• [TASK INSTRUCTIONS] Return each line of the entries below that contains the word "metal". Case counts.
╭─ MATERIAL SHOWN
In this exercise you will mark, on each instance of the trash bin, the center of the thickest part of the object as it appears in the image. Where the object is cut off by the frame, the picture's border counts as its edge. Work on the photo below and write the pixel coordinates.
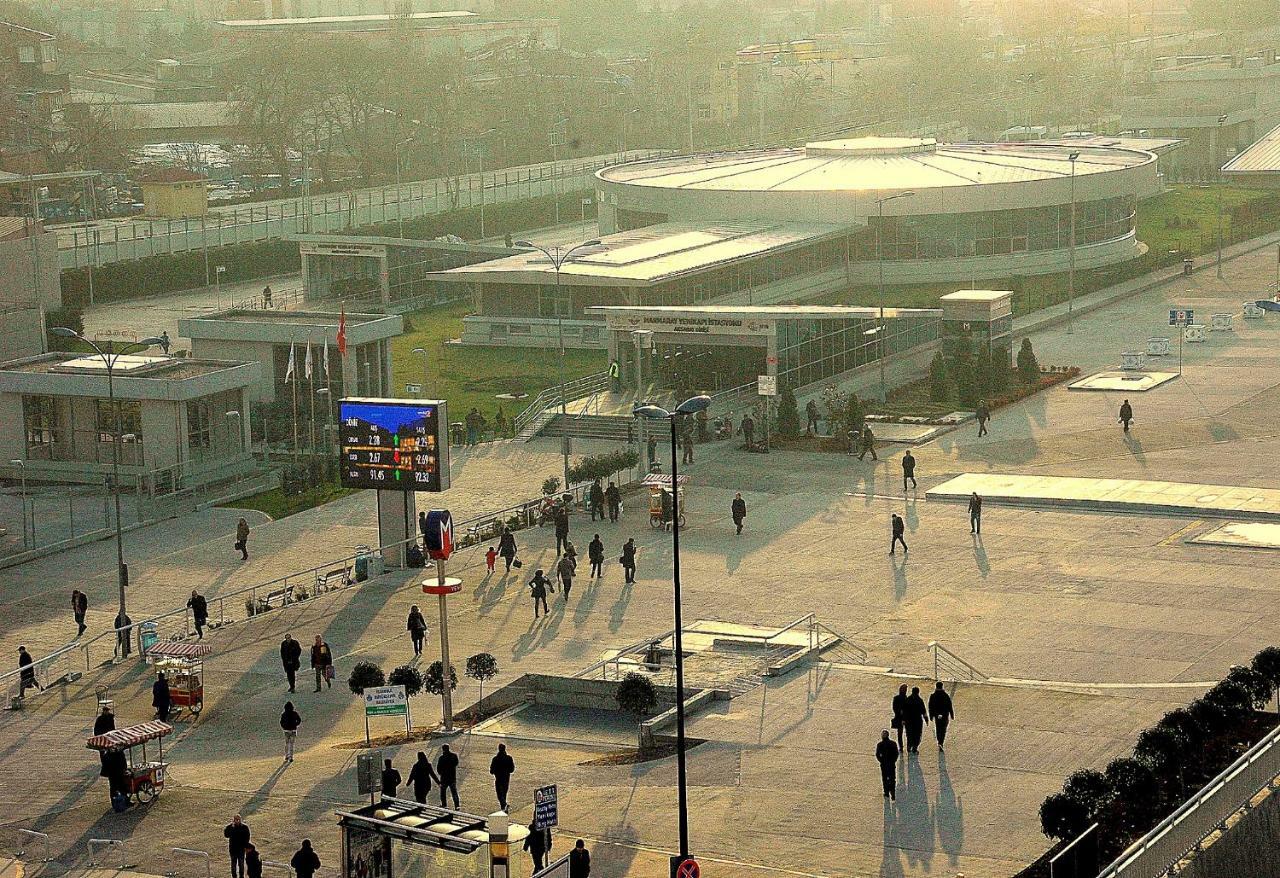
(147, 636)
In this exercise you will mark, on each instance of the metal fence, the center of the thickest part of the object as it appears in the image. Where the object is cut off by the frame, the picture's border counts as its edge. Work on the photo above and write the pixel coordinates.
(1198, 817)
(122, 241)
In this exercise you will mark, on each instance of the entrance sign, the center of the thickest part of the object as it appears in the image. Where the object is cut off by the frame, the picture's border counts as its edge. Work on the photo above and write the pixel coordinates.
(545, 808)
(394, 444)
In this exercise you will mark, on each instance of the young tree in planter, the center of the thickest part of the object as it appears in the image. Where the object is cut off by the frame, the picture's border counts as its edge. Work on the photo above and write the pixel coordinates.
(365, 675)
(636, 694)
(481, 667)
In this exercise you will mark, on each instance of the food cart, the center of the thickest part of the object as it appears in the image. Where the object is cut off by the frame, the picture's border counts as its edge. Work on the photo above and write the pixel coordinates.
(144, 777)
(183, 667)
(656, 483)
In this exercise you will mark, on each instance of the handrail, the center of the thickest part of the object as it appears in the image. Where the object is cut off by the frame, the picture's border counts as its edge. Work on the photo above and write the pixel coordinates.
(42, 836)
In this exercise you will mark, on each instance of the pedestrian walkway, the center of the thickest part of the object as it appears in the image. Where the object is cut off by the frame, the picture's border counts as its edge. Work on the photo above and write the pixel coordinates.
(1170, 498)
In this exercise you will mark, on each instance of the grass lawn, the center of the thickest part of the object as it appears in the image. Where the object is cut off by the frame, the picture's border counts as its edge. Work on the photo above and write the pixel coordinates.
(470, 375)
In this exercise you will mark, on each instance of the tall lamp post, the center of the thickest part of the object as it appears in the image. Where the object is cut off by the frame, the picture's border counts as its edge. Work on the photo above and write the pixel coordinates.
(652, 412)
(557, 259)
(880, 260)
(109, 360)
(1070, 256)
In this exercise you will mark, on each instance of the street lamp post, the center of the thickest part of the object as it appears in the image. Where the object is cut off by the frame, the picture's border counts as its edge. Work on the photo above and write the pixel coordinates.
(686, 408)
(109, 360)
(880, 261)
(1070, 256)
(558, 260)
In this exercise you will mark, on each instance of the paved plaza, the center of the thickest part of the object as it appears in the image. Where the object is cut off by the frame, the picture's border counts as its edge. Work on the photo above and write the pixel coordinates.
(1093, 622)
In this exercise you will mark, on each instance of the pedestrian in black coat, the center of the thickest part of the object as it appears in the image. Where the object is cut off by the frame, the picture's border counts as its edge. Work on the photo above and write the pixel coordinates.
(420, 777)
(502, 767)
(737, 508)
(595, 554)
(942, 712)
(886, 754)
(914, 717)
(447, 769)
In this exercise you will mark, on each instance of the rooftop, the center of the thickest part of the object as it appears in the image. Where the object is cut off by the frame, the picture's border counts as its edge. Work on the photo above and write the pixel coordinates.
(652, 254)
(876, 164)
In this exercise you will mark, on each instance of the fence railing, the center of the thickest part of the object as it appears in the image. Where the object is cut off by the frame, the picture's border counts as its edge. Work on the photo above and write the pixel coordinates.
(949, 666)
(1198, 817)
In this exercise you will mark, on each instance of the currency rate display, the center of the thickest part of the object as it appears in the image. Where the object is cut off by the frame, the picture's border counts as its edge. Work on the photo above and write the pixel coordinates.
(394, 444)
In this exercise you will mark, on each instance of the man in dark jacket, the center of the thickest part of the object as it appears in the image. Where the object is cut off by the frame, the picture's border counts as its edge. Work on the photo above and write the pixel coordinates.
(942, 712)
(737, 508)
(886, 754)
(420, 777)
(447, 771)
(305, 860)
(502, 767)
(237, 840)
(291, 658)
(199, 608)
(915, 717)
(391, 780)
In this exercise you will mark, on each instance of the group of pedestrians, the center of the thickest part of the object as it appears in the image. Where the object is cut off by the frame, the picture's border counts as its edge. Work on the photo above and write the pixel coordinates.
(910, 716)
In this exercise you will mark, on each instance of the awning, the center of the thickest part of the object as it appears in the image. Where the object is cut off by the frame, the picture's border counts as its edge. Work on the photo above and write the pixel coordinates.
(178, 649)
(129, 736)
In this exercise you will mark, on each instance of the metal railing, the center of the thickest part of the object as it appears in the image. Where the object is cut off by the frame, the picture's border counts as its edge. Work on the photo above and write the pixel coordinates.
(1185, 830)
(949, 666)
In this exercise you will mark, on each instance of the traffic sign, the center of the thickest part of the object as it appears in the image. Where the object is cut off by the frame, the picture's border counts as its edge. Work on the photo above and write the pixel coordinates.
(545, 806)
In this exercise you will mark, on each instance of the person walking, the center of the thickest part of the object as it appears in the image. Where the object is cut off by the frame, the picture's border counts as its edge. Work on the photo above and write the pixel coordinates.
(737, 508)
(915, 717)
(942, 712)
(565, 571)
(321, 662)
(242, 539)
(447, 772)
(613, 501)
(561, 529)
(305, 862)
(416, 626)
(502, 767)
(886, 754)
(199, 608)
(538, 591)
(420, 777)
(507, 547)
(391, 780)
(579, 860)
(595, 554)
(80, 607)
(867, 443)
(291, 658)
(595, 498)
(237, 835)
(629, 561)
(899, 530)
(26, 673)
(289, 722)
(899, 707)
(160, 698)
(983, 416)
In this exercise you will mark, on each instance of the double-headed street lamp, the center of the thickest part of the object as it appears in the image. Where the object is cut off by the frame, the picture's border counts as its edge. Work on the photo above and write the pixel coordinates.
(880, 260)
(109, 360)
(652, 412)
(557, 259)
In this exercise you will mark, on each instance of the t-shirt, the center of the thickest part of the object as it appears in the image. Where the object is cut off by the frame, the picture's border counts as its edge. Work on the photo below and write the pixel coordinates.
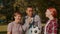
╰─
• [EXERCISE RESULT]
In this exercise you will mark, on each instance of the metal fence, the center of the thickest part of the object as it appears in the image. Where the object is cut off by the frame, the picture's border counts as its edge. Work on the photo above and write the pixel coordinates.
In this exercise you will mark, on each instance of the metal railing, the center of the thickest part of the object as it appears in the image. Where the object is cut off by the frame, the picture's border counts as its edge. Work on the photo above and write the pixel coordinates.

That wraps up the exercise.